--- START ---

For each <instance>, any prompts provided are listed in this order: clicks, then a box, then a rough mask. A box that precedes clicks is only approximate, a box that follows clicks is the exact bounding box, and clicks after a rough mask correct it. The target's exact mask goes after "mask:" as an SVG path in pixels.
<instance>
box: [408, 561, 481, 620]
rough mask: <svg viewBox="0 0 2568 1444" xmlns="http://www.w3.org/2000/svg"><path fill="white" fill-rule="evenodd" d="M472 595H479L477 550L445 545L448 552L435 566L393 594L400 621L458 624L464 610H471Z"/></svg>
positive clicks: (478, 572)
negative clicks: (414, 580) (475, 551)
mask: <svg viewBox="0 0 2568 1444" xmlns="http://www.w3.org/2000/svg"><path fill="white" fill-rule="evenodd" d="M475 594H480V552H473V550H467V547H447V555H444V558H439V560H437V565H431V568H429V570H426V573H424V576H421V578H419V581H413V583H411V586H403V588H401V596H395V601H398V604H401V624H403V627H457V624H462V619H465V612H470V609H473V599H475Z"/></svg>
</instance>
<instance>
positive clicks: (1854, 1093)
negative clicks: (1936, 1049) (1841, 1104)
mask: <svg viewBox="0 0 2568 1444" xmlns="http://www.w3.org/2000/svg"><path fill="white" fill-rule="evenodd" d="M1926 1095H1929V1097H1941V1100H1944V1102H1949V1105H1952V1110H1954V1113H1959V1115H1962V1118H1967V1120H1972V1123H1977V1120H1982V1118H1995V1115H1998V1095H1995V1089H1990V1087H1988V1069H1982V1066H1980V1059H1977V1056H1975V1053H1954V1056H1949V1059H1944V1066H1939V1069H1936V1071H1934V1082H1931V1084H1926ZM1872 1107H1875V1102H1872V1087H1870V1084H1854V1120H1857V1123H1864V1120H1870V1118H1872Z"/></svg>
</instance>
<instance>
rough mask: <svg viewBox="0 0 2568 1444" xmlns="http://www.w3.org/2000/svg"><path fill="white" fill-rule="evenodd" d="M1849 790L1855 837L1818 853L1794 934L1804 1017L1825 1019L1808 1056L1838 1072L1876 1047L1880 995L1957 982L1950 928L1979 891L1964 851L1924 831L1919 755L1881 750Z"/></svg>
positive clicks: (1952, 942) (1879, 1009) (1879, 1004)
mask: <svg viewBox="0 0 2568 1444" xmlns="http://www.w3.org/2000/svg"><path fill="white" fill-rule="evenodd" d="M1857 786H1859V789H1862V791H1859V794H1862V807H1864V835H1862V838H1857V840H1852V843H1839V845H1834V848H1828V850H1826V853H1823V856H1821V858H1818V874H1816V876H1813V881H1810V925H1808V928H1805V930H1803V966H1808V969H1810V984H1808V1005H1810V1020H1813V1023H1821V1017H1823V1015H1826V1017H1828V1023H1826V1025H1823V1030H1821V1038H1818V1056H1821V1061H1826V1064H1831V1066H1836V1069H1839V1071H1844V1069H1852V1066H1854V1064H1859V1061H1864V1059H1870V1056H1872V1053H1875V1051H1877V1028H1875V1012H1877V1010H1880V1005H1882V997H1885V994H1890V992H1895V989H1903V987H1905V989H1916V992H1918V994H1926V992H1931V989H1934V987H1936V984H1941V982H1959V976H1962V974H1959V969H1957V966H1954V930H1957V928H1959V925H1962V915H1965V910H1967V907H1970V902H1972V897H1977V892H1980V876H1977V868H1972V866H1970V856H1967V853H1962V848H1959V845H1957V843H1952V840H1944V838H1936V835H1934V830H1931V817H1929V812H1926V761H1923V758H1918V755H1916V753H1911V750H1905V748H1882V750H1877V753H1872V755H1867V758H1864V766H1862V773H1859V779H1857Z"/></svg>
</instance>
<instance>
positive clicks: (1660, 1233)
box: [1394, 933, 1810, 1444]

--- END ---

- WORK INSTRUCTION: The answer is each line from the entries above in which the word "rough" occurs.

- ANSWER BELOW:
For each <instance>, any prompts provided are listed in this order: clicks, then a box, then a rough mask. A box that precedes clicks is only approximate, a box that follows clicks is the exact bounding box, and clicks after a rough mask correct it. The target's exact mask goes after "mask:" as an SVG path in pixels.
rough mask: <svg viewBox="0 0 2568 1444" xmlns="http://www.w3.org/2000/svg"><path fill="white" fill-rule="evenodd" d="M472 595H479L477 550L445 545L448 552L435 566L393 594L400 621L458 624L464 610H471Z"/></svg>
rough mask: <svg viewBox="0 0 2568 1444" xmlns="http://www.w3.org/2000/svg"><path fill="white" fill-rule="evenodd" d="M1849 790L1855 837L1818 853L1794 934L1804 1017L1825 1019L1808 1056L1838 1072L1876 1047L1880 995L1957 982L1950 928L1979 891L1964 851L1924 831L1919 755L1881 750Z"/></svg>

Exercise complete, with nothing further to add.